Given text
◇ ◇ ◇ ◇ ◇

- Born: 9 September 1964 (age 61) Genoa, Italy
- Education: University of Genoa; Lancaster University;
- Known for: Critical discourse analysis;
- Spouse: Jonathan Culpeper
- Scientific career
- Fields: Stylistics; Critical discourse analysis;
- Workplaces: Lancaster University;
- Website: Semino on the website of Lancaster University

= Elena Semino =

British linguist

Elena Semino (born 9 September 1964) is an Italian-born British linguist whose research involves stylistics and metaphor theory. Focusing on figurative language in a range of poetic and prose works, most recently she has worked on topics from the domains of medical humanities and health communication. Her projects use corpus linguistic methods as well as qualitative analysis.

She served as head of the Department of Linguistics and English Language at Lancaster University from 2013 to 2019.

== Biography ==
Semino earned her BA in 1988 in Foreign Languages and Literature from the University of Genoa, Italy. She received her MA in 1990 and her PhD in 1994 from Lancaster University. She taught Italian as a foreign language at Napier Polytechnic (Edinburgh) and at Lancaster University, where in 1992 she took a position as lecturer in the Department of Linguistics and English Language. She became a senior Senior Lecturer in Linguistics there in 2003. She is currently a professor of Linguistics and Verbal Art and served as head of the Department of Linguistics and English Language between 2013 and 2019.

She serves on the editorial board of Critical Approaches to Discourse Analysis Across Disciplines and Metaphor and the Social World.

◇ ◇ ◇ ◇ ◇

Raw data

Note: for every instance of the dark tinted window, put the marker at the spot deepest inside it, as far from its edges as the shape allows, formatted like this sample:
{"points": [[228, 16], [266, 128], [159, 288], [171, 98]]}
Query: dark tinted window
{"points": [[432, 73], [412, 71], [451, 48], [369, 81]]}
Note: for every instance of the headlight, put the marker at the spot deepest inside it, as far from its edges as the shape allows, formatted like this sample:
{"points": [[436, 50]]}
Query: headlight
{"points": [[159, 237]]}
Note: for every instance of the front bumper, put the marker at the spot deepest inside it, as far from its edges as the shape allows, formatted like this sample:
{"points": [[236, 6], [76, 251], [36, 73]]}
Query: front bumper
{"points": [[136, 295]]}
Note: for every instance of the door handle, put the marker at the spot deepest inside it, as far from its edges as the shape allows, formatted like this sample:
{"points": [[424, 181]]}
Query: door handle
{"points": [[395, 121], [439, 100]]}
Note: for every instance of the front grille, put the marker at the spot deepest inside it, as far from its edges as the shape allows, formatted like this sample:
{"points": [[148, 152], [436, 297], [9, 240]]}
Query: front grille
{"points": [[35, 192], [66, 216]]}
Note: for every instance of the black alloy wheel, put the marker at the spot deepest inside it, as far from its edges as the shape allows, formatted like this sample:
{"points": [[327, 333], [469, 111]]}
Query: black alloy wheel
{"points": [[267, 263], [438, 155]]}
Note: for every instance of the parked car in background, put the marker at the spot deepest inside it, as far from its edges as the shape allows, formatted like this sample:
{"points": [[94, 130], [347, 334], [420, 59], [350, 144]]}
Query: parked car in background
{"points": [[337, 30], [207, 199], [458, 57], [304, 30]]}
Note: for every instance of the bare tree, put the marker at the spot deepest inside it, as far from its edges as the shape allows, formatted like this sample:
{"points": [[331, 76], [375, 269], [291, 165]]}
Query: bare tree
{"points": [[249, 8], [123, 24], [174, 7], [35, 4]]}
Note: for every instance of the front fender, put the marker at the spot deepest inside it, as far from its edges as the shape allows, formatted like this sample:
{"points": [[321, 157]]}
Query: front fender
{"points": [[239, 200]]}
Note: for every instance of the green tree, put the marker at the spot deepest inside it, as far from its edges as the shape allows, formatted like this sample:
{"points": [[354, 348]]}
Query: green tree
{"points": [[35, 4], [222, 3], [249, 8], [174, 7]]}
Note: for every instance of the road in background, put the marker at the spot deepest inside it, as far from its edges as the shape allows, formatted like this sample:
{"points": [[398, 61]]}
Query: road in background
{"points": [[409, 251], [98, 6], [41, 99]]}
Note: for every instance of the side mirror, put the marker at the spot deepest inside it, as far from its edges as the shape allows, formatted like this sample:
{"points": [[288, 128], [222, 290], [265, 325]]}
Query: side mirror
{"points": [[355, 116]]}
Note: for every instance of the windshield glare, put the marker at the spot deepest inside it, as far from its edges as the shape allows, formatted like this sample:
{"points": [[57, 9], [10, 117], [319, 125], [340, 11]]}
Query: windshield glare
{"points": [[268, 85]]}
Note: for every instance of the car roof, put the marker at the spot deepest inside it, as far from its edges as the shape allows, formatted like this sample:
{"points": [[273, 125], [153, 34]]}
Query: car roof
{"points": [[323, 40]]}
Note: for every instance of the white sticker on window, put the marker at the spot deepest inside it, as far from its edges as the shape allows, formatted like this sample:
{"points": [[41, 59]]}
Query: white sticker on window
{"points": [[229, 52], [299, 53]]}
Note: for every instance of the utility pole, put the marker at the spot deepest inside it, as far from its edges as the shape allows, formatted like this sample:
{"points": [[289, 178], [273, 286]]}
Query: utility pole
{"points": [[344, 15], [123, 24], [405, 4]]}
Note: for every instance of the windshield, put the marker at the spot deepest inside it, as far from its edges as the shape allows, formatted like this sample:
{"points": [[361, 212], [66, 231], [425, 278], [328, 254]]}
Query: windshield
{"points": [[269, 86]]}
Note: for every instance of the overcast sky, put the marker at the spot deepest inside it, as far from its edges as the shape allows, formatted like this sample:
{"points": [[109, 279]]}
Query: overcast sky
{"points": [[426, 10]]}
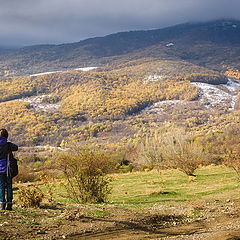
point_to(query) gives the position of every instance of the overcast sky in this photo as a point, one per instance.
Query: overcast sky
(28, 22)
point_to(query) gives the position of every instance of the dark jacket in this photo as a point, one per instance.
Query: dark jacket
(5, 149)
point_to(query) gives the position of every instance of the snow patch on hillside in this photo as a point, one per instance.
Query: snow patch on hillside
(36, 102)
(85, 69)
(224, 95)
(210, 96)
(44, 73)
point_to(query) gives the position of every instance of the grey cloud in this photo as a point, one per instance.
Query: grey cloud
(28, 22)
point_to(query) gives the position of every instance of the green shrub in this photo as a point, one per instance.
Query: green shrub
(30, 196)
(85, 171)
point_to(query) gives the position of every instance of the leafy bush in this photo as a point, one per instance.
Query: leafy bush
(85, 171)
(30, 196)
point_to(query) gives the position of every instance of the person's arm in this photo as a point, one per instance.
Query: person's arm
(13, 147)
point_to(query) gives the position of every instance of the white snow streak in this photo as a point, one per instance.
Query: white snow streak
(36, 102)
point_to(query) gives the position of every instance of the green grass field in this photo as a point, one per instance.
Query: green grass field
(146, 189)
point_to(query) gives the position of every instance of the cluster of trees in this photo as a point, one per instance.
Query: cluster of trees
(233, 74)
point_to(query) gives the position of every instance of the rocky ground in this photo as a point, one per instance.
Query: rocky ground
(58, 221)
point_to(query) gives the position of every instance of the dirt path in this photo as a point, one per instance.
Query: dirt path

◇ ◇ ◇ ◇ ◇

Assignment
Decide whether each statement agrees with the text on Elena Semino: (a) She received her PhD from the University of Genoa. (b) She was head of the Department of Linguistics and English Language at Lancaster University from 2013 to 2019. (c) She taught Italian as a foreign language at Napier Polytechnic. Answer yes or no for each and quote the words of the text that decide it.

Response area
(a) No: "She received her MA in 1990 and her PhD in 1994 from Lancaster University."
(b) Yes: "She served as head of the Department of Linguistics and English Language at Lancaster University from 2013 to 2019."
(c) Yes: "She taught Italian as a foreign language at Napier Polytechnic (Edinburgh)"